Temppelikatu artist studio’s new resident Michal Czinege isn’t afraid to feel uncomfortable in order to learn new approaches to art – be it making paint with ashes, building installations with shadows or moving to a whole new country.
Starting from scratch can be be both exhilarating and exhausting. For visual artist Michal Czinege, a big turning point in his professional life was the move from Slovakia to Nurmes in North Karelia in 2016.
For many years, Czinege and his wife, Finnish artist Maija Laurinen lived in Bratislava, where they both had studied and earned their Doctorate degrees in Art. Czinege had established himself as a well-respected painter, and worked as assistant professor at the Academy of Fine Arts and Design. Now the couple inhabits an old wooden house in a town with a population just under 10 000 people.
”When we moved to Finland, things started to open up, because I lost my status and many expectations around my work,” Czinege says.
Czinege has always been interested in perception and particularly the moments before recognition – when we are not quite sure of what we are looking at, and various potential interpretations are floating in the air.
In Finland, he started to explore these themes with larger, more architectural installations, often incorporating interaction between colour, light and shadow to make details appear or disappear. Painting is still the base for his pieces, but not necessarily as a traditional flat canvas.

## Objective 1
In the article about Michal Czinege, rewrite the passage starting at "Temppelikatu artist studio’s" and ending at "whole new country.", substituting "uneasy" for "uncomfortable".
## Objective 2
According to the article about Michal Czinege, at which institution did he work as an assistant professor?
## Objective 3
Continue the article about Michal Czinege from its final sentence onward.

## Supplied records
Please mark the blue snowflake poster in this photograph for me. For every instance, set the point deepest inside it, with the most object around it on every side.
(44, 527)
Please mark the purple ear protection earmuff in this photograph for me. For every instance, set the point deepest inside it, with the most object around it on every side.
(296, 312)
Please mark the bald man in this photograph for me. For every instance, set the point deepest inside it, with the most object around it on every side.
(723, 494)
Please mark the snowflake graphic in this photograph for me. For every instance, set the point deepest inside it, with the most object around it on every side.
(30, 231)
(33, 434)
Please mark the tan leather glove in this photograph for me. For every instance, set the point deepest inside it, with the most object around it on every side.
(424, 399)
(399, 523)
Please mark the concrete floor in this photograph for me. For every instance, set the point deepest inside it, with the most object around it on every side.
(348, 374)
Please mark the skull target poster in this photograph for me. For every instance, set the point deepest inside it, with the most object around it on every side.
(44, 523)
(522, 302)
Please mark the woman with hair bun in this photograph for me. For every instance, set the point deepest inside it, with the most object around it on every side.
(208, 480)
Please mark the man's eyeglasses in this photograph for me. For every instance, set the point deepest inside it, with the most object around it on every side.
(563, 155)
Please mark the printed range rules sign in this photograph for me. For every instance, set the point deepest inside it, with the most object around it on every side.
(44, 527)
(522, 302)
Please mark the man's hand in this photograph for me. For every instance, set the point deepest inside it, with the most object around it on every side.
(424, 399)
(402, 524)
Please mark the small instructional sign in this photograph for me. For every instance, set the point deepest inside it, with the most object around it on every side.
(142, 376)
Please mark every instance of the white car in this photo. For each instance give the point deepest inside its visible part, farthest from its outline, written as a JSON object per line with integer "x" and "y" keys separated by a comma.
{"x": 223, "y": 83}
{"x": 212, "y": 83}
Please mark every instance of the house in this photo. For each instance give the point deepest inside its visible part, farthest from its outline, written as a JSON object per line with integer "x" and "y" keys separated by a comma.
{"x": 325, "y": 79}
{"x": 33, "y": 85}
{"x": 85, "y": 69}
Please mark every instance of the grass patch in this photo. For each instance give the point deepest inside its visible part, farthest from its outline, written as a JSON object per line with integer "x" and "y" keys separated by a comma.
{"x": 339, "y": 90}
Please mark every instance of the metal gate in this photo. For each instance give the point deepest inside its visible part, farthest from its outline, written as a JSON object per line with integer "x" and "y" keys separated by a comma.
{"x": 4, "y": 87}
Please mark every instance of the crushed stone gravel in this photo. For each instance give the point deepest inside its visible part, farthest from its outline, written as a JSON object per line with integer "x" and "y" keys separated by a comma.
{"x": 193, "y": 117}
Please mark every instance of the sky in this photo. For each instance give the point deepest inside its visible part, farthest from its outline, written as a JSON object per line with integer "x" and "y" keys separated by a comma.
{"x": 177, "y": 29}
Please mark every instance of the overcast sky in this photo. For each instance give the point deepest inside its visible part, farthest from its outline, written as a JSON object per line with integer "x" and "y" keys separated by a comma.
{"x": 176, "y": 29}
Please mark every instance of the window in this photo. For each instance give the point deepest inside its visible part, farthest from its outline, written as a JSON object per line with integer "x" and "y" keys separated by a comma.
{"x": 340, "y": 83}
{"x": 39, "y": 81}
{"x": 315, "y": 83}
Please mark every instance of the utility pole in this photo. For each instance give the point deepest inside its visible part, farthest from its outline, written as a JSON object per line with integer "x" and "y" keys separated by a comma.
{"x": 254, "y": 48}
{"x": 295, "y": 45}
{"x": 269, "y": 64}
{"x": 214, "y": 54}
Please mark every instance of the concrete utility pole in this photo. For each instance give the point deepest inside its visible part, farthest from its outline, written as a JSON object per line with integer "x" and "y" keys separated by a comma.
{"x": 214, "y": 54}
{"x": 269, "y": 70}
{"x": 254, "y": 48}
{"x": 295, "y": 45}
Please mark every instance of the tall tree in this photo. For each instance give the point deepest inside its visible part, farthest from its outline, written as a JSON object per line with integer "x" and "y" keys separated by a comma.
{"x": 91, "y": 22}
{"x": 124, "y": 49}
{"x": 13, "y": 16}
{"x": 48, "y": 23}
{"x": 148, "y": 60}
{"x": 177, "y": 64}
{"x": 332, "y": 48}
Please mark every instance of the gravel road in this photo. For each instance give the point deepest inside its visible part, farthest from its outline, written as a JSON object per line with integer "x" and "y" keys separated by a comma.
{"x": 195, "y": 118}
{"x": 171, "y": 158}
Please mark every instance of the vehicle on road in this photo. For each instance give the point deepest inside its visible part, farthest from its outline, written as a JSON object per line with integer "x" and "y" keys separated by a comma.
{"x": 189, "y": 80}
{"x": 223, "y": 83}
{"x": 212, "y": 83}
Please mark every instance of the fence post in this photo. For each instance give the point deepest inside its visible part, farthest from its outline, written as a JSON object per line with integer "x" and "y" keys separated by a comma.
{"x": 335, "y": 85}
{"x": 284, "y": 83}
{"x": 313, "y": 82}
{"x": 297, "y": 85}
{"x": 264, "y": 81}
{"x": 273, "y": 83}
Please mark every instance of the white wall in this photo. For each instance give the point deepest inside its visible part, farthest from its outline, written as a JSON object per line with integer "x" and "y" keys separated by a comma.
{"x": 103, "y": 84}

## Task answer 1
Temppelikatu artist studio’s new resident Michal Czinege isn’t afraid to feel uneasy in order to learn new approaches to art – be it making paint with ashes, building installations with shadows or moving to a whole new country.

## Task answer 2
The Academy of Fine Arts and Design.

## Task answer 3
To be able to present a nice, polished artwork in a nice space, you usually have to produce a lot of trash first.
Before, Czinege says, his knowledge of the tradition and techniques of painting sometimes made him overly self-critical, limiting new experiments. Venturing into different media without much pre-existing knowledge on them has removed many limitations.
”It is funny how you can feel like a prisoner in your own mind. And taking just a few steps into a different direction makes you feel completely free,” Czinege muses.
But trying something new has also meant countless hours of watching tutorials, trying to overcome tehnical issues and making mistakes. This is particularly true in Nurmes, where there isn’t much of a creative community around to rely on. Czinege and Laurinen, who both work on their own projects but also collaborate occasionally, have needed to learn to realise most parts of their work without any help.
Luckily Czinege is someone who, according to his own words, doesn’t mind taking the time to figure things out.
Cabbage, eggshells and lupines
Moving to the Finnish countryside has also made Czinege profoundly reconsider the sustainability of his artistic practice.
”The problem is that I like doing big installations, and the bigger the pieces are, the more material is consumed. To be able to present a nice, polished artwork in a nice space, you usually have to produce a lot of trash first,” he says.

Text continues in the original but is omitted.